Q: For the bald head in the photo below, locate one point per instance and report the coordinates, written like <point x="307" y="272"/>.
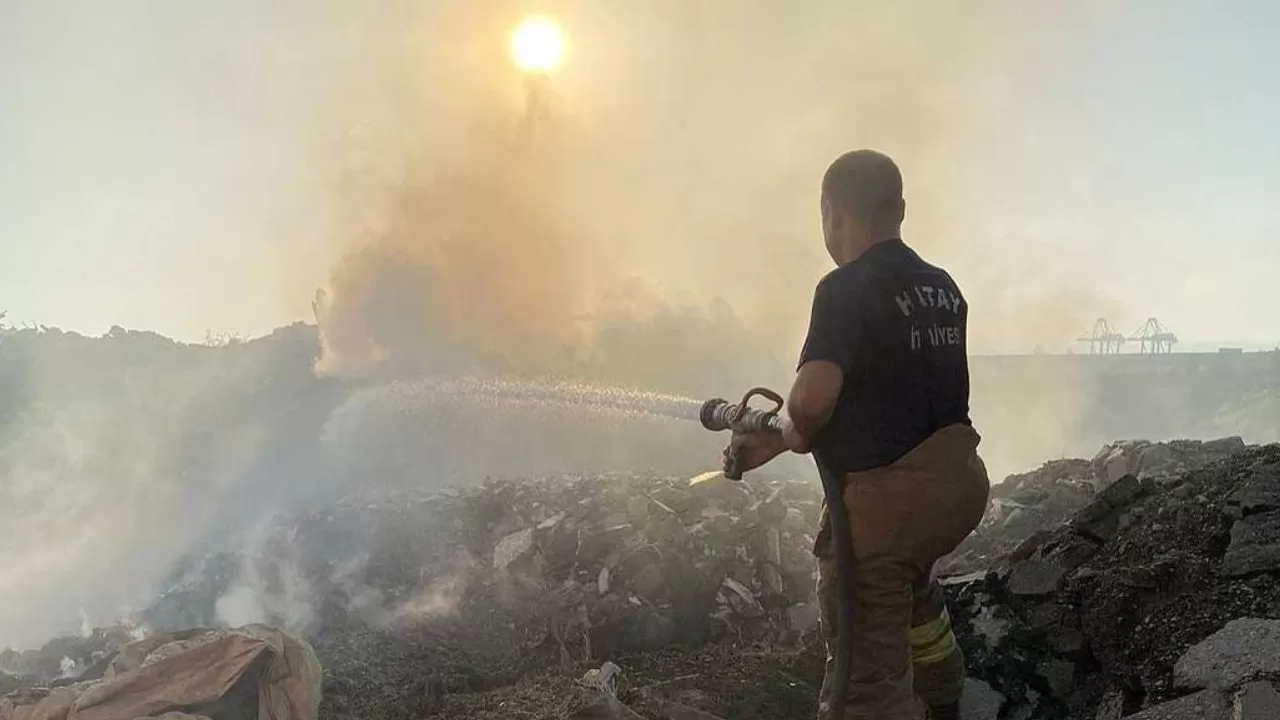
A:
<point x="862" y="204"/>
<point x="868" y="186"/>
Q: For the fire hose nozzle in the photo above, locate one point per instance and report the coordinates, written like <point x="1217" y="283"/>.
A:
<point x="718" y="414"/>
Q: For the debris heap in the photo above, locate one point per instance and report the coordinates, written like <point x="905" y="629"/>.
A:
<point x="1160" y="596"/>
<point x="1050" y="495"/>
<point x="415" y="600"/>
<point x="1144" y="595"/>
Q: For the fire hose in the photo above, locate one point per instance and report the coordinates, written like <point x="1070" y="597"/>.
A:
<point x="718" y="415"/>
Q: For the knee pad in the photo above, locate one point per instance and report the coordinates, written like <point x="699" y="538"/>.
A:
<point x="933" y="641"/>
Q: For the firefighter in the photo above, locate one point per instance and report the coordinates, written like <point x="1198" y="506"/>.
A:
<point x="881" y="397"/>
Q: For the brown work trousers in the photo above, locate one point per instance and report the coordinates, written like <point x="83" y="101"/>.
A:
<point x="903" y="519"/>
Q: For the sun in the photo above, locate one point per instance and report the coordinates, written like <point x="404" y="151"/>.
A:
<point x="538" y="45"/>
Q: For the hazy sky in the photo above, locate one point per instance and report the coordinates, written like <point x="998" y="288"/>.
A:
<point x="165" y="164"/>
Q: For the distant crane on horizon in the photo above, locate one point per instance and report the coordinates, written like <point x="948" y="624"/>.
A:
<point x="1153" y="338"/>
<point x="1104" y="340"/>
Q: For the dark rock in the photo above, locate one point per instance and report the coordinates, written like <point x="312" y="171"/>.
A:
<point x="1255" y="545"/>
<point x="1257" y="701"/>
<point x="1059" y="674"/>
<point x="1205" y="705"/>
<point x="1110" y="707"/>
<point x="1260" y="493"/>
<point x="1069" y="550"/>
<point x="1243" y="650"/>
<point x="1123" y="492"/>
<point x="1034" y="578"/>
<point x="979" y="701"/>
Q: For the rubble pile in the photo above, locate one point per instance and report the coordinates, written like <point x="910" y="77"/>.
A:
<point x="1050" y="495"/>
<point x="411" y="600"/>
<point x="1157" y="598"/>
<point x="657" y="597"/>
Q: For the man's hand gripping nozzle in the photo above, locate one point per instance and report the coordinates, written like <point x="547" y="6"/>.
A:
<point x="720" y="414"/>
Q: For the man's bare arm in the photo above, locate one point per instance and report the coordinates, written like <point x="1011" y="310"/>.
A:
<point x="812" y="401"/>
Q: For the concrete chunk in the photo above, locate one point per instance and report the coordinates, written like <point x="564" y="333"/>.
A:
<point x="1257" y="701"/>
<point x="1255" y="545"/>
<point x="1243" y="650"/>
<point x="1034" y="577"/>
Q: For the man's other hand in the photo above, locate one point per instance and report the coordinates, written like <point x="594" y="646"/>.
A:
<point x="753" y="450"/>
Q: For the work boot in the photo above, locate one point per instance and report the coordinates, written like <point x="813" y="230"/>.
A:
<point x="945" y="711"/>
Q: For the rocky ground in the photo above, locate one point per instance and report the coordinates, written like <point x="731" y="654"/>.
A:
<point x="1136" y="584"/>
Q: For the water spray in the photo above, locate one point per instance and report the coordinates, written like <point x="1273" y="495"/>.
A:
<point x="718" y="414"/>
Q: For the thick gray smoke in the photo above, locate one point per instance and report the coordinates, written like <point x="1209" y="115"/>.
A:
<point x="647" y="218"/>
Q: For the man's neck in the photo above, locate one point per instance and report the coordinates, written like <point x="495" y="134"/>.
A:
<point x="895" y="236"/>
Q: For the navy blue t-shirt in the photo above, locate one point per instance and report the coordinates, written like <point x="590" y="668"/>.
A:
<point x="896" y="327"/>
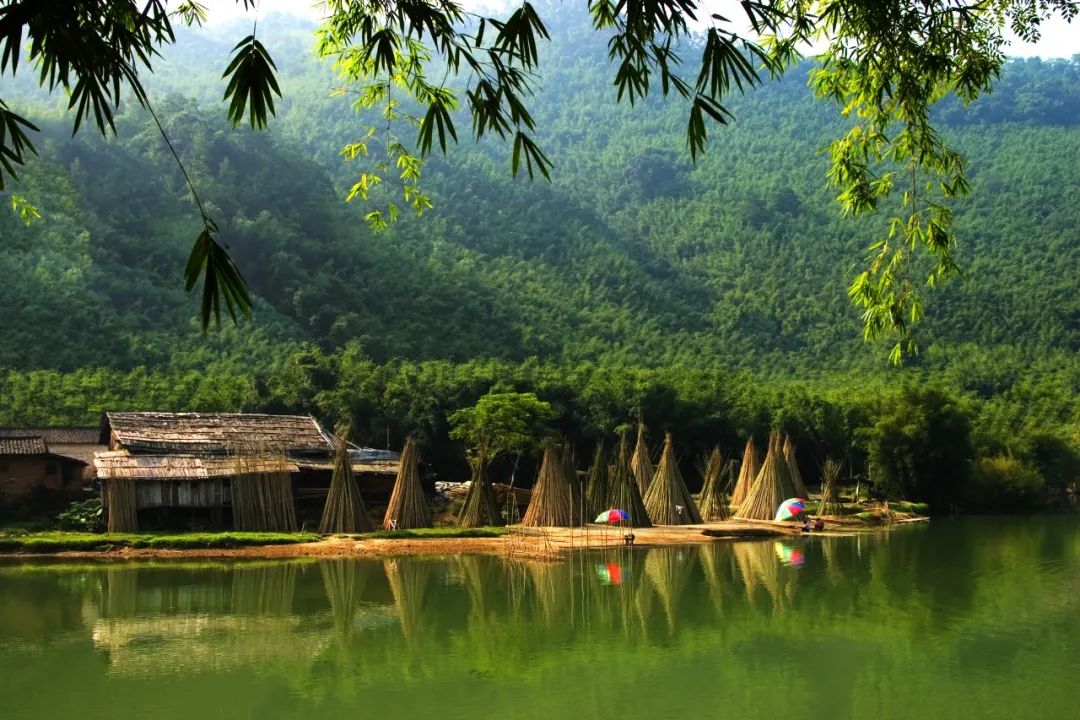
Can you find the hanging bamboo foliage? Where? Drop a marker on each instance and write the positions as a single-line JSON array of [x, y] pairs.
[[408, 505], [624, 493], [747, 473], [122, 501], [551, 504], [345, 511], [596, 485], [669, 501], [261, 490], [798, 486], [713, 501], [640, 466], [481, 506], [829, 492], [771, 487]]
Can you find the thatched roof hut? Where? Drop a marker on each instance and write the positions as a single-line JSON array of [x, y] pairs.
[[408, 505], [552, 502], [713, 500], [747, 473], [669, 501], [640, 465], [772, 486], [624, 492]]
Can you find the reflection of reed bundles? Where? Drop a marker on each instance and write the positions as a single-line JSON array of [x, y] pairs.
[[345, 581], [759, 569], [713, 558], [667, 570], [121, 593], [408, 583], [264, 589]]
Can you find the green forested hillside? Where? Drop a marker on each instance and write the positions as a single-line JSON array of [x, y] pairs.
[[630, 257]]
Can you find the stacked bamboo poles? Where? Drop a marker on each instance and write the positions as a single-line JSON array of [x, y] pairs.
[[261, 490], [552, 501], [713, 502], [669, 501], [481, 506], [829, 497], [408, 506], [771, 487], [640, 466], [624, 492], [793, 470], [596, 485], [747, 473], [345, 511], [577, 490], [123, 502]]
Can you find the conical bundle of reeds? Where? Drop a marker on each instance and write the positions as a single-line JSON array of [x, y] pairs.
[[122, 501], [747, 473], [667, 501], [551, 504], [481, 506], [261, 488], [640, 466], [596, 485], [345, 511], [713, 501], [771, 487], [408, 506], [829, 492], [577, 489], [793, 470], [624, 493]]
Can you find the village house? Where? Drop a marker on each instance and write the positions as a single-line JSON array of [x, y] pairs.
[[30, 470], [191, 470]]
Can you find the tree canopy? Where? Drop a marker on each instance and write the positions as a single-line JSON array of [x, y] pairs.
[[885, 64]]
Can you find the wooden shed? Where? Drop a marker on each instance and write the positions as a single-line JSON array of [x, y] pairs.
[[185, 466]]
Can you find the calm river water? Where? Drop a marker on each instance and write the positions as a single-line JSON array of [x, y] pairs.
[[973, 617]]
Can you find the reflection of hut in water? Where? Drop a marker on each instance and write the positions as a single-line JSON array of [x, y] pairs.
[[408, 583]]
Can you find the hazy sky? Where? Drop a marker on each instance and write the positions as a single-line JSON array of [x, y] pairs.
[[1058, 38]]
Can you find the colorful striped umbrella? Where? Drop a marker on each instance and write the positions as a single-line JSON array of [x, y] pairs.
[[790, 508], [612, 516]]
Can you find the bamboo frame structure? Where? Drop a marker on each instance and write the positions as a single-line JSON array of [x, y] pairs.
[[481, 506], [408, 506], [712, 501], [669, 501], [552, 501], [640, 465], [122, 502], [345, 511], [747, 473], [624, 494], [829, 497], [793, 470], [771, 487]]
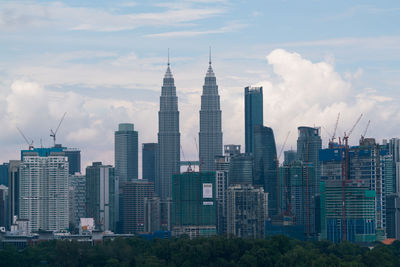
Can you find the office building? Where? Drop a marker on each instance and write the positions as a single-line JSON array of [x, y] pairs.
[[102, 195], [152, 214], [289, 157], [73, 155], [126, 153], [4, 174], [135, 193], [3, 206], [266, 166], [194, 206], [247, 209], [77, 199], [309, 143], [149, 161], [231, 150], [43, 191], [241, 169], [253, 114], [13, 190], [168, 137], [358, 222], [210, 135]]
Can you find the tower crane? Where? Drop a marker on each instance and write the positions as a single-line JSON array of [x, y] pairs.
[[365, 131], [54, 133], [30, 144]]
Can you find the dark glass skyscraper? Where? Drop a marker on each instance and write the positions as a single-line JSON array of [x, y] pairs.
[[168, 137], [149, 161], [210, 135], [126, 153], [265, 165], [253, 114]]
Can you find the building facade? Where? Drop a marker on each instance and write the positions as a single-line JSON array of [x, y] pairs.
[[194, 206], [266, 173], [149, 161], [168, 137], [135, 193], [102, 195], [77, 199], [43, 191], [126, 153], [253, 114], [247, 209], [210, 135]]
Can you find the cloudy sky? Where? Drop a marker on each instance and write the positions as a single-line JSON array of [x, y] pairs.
[[102, 62]]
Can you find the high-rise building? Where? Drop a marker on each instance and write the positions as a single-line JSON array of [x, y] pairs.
[[194, 204], [265, 166], [135, 193], [168, 137], [309, 143], [241, 169], [247, 209], [43, 191], [210, 135], [13, 190], [74, 160], [102, 195], [77, 198], [393, 216], [126, 153], [4, 174], [3, 206], [73, 155], [289, 157], [149, 161], [231, 150], [253, 114], [358, 202]]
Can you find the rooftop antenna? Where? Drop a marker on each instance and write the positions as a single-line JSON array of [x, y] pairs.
[[53, 134]]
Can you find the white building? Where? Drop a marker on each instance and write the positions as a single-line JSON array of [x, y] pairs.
[[43, 193]]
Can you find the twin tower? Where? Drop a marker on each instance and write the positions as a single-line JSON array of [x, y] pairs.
[[210, 135]]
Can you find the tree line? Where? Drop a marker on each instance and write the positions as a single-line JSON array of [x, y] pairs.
[[215, 251]]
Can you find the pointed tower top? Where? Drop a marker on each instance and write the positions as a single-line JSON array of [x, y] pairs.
[[210, 72], [168, 58], [209, 61], [168, 73]]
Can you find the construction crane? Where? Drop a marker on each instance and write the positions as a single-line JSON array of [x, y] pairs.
[[30, 144], [365, 131], [345, 173], [54, 133]]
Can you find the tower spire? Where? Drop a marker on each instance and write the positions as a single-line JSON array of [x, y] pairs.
[[168, 58], [209, 56]]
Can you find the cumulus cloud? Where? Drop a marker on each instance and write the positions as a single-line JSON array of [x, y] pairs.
[[297, 92], [312, 94]]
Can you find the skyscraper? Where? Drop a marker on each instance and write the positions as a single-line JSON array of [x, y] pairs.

┄┄┄┄┄┄

> Written exercise
Convert the items from the line with "Can you find the colorful" up to and including the line with "209], [210, 135]]" into a JSON list of strings, one string per line and no blank lines. Leave the pictures out of the list.

> Problem solution
[
  "Can you find the colorful striped umbrella? Where? Drop a marker on each instance and write the positions as a single-line JSON array of [x, y] pairs.",
  "[[790, 508], [612, 516]]",
  "Can you find the bamboo frame structure? Where? Drop a marker on each instance and write the positions as a single-line JSON array of [x, y] pairs.",
  "[[481, 506], [408, 506], [712, 501], [669, 501], [552, 501], [640, 465], [122, 502], [345, 511], [747, 473], [624, 494], [829, 497], [793, 470], [771, 487]]",
  "Can you find the office building? Where? Drop a marker on each instance and write the positions as a single-line JSON array of [x, y] pairs.",
  "[[102, 195], [152, 214], [289, 157], [73, 155], [126, 153], [4, 174], [135, 193], [3, 206], [266, 166], [194, 206], [247, 209], [77, 199], [309, 143], [149, 161], [231, 150], [43, 191], [241, 169], [253, 114], [13, 190], [168, 137], [358, 222], [210, 135]]",
  "Can you find the tower crane? Where? Drop a marker on each instance and write the positions as a single-line JSON array of [x, y] pairs.",
  "[[365, 131], [54, 133], [30, 144]]",
  "Can you find the dark glass skyscraper? Where? Drop a marker on each instance and write the positions as a single-line JSON array of [x, y] pairs.",
  "[[168, 137], [149, 161], [210, 135], [126, 153], [265, 165], [253, 114]]",
  "Can you find the building facade? Where? Drop a marker on each instance and write the positions as a single-line JSON array of [x, y] pairs.",
  "[[194, 206], [266, 173], [149, 161], [168, 137], [135, 193], [102, 195], [77, 199], [43, 191], [126, 153], [253, 114], [247, 209], [210, 135]]"
]